When you transcribe the lines below, keep every word the same and leave the pictures behind.

**** INPUT MATERIAL ****

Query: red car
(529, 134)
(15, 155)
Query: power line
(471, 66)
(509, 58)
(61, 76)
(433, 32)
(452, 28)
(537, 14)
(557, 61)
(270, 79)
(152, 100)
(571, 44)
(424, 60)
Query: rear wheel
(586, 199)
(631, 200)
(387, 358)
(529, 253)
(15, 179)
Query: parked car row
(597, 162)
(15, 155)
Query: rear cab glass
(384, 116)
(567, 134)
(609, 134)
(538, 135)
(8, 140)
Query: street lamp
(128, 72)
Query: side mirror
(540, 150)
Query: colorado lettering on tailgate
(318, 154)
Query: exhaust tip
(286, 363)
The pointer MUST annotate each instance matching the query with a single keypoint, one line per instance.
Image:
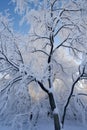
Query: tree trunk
(55, 115)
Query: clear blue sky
(6, 4)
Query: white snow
(48, 125)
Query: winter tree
(50, 52)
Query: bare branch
(61, 44)
(70, 95)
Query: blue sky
(6, 4)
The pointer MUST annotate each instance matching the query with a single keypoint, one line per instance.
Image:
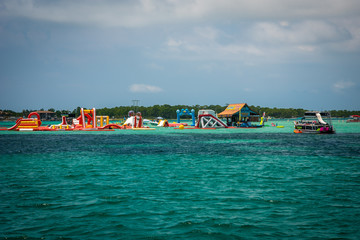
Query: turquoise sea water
(264, 183)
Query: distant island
(169, 111)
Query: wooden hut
(239, 113)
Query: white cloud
(148, 12)
(343, 85)
(143, 88)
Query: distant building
(239, 112)
(46, 115)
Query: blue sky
(270, 53)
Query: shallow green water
(264, 183)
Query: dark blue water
(179, 185)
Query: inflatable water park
(87, 121)
(234, 116)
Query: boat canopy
(233, 109)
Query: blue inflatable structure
(186, 112)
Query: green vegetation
(169, 112)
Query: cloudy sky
(270, 53)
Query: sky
(272, 53)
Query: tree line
(169, 111)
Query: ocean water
(264, 183)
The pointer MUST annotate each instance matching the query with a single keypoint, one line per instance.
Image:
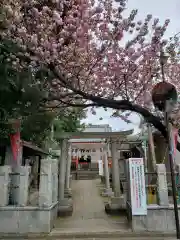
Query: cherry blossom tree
(82, 45)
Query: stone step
(92, 235)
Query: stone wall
(27, 219)
(158, 219)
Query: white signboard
(137, 185)
(101, 170)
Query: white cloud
(158, 8)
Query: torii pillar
(117, 201)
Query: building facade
(89, 147)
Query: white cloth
(101, 170)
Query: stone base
(107, 192)
(116, 206)
(68, 193)
(65, 208)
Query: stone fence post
(46, 183)
(55, 180)
(4, 183)
(162, 188)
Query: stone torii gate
(65, 204)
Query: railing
(17, 189)
(151, 187)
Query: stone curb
(80, 235)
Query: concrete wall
(27, 219)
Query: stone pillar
(65, 205)
(4, 182)
(63, 158)
(107, 190)
(115, 170)
(55, 180)
(46, 183)
(162, 185)
(68, 173)
(117, 202)
(20, 185)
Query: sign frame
(137, 187)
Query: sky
(162, 9)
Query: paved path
(89, 211)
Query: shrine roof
(96, 136)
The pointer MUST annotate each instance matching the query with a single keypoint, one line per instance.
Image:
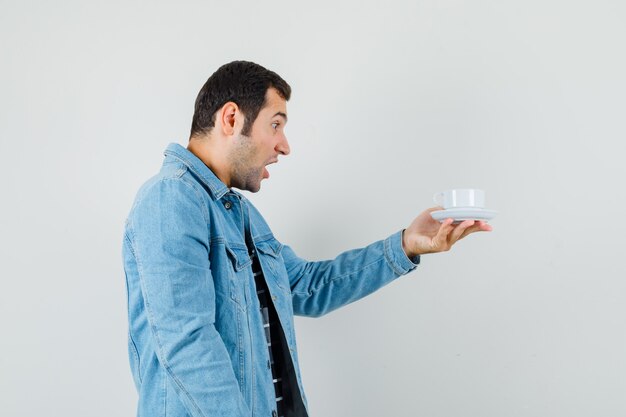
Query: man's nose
(283, 146)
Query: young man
(211, 292)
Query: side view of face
(250, 155)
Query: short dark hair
(242, 82)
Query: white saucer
(464, 213)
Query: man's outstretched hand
(427, 235)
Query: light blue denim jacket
(196, 340)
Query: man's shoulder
(174, 182)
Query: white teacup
(462, 197)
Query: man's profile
(211, 291)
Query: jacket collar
(203, 172)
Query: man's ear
(228, 115)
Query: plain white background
(392, 101)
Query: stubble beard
(244, 175)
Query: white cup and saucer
(462, 204)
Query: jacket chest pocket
(238, 265)
(272, 263)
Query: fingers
(462, 230)
(479, 226)
(440, 241)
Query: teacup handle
(436, 198)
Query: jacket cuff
(396, 257)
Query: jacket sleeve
(171, 244)
(320, 287)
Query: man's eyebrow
(280, 113)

****

* **RESPONSE TO THE EXERCISE**:
Query: red car
(529, 134)
(15, 155)
Query: power line
(471, 66)
(509, 58)
(61, 76)
(433, 32)
(452, 28)
(537, 14)
(557, 61)
(270, 79)
(152, 100)
(571, 44)
(424, 60)
Query: rear wheel
(586, 199)
(631, 200)
(387, 358)
(529, 253)
(15, 179)
Query: parked car row
(597, 162)
(15, 155)
Query: rear cab glass
(384, 116)
(567, 134)
(609, 134)
(538, 135)
(8, 140)
Query: street lamp
(128, 72)
Query: side mirror
(540, 150)
Query: colorado lettering on tailgate
(318, 154)
Query: exhaust tip
(286, 363)
The pointer MUST annotate each instance matching the query with a single keypoint, one line per instance.
Image:
Query: tree trunk
(55, 115)
Query: clear blue sky
(6, 4)
Query: white snow
(48, 125)
Query: winter tree
(50, 52)
Query: bare branch
(61, 44)
(70, 95)
Query: blue sky
(6, 4)
The pointer MUST annotate each instance matching the query with a single keypoint, one line per instance.
Image:
Query: turquoise sea water
(264, 183)
Query: distant island
(169, 111)
Query: wooden hut
(239, 113)
Query: white cloud
(148, 12)
(343, 85)
(143, 88)
Query: distant building
(239, 112)
(46, 115)
Query: blue sky
(270, 53)
Query: shallow green water
(264, 183)
Query: dark blue water
(179, 185)
Query: inflatable water park
(87, 121)
(234, 116)
Query: boat canopy
(233, 109)
Query: blue inflatable structure
(186, 112)
Query: green vegetation
(169, 112)
Query: cloudy sky
(270, 53)
Query: sky
(272, 53)
Query: tree line
(169, 111)
Query: ocean water
(264, 183)
The pointer MUST annotate each instance matching the query with a single keypoint, one line per instance.
Image:
Query: cherry blossom tree
(82, 45)
Query: stone step
(92, 235)
Query: stone wall
(27, 219)
(158, 219)
Query: white signboard
(137, 185)
(101, 170)
Query: white cloud
(158, 8)
Query: torii pillar
(117, 201)
Query: building facade
(89, 147)
Query: white cloth
(101, 170)
Query: stone base
(107, 192)
(116, 206)
(68, 193)
(65, 208)
Query: stone fence post
(46, 183)
(55, 180)
(4, 183)
(162, 188)
Query: stone torii gate
(65, 204)
Query: railing
(17, 189)
(151, 187)
Query: stone curb
(80, 235)
Query: concrete wall
(27, 219)
Query: stone pillar
(65, 205)
(4, 182)
(63, 158)
(107, 190)
(115, 170)
(55, 180)
(46, 183)
(162, 185)
(68, 173)
(117, 202)
(20, 185)
Query: sign frame
(137, 187)
Query: sky
(162, 9)
Query: paved path
(89, 211)
Query: shrine roof
(96, 136)
The pointer MUST annotate each instance matching the query with a single keypoint, one line per instance.
Image:
Query: man's nose
(283, 146)
Query: young man
(211, 292)
Query: side view of face
(250, 155)
Query: short dark hair
(242, 82)
Query: white saucer
(464, 213)
Query: man's outstretched hand
(427, 235)
Query: light blue denim jacket
(196, 340)
Query: man's shoulder
(174, 182)
Query: white teacup
(462, 197)
Query: man's profile
(211, 291)
Query: jacket collar
(203, 172)
Query: man's ear
(228, 115)
Query: plain white background
(392, 101)
Query: stubble beard
(244, 175)
Query: white cup and saucer
(462, 204)
Query: jacket chest pocket
(238, 265)
(272, 263)
Query: fingers
(462, 230)
(479, 226)
(440, 241)
Query: teacup handle
(436, 198)
Query: jacket cuff
(396, 257)
Query: jacket sleeve
(171, 244)
(320, 287)
Query: man's eyebrow
(280, 113)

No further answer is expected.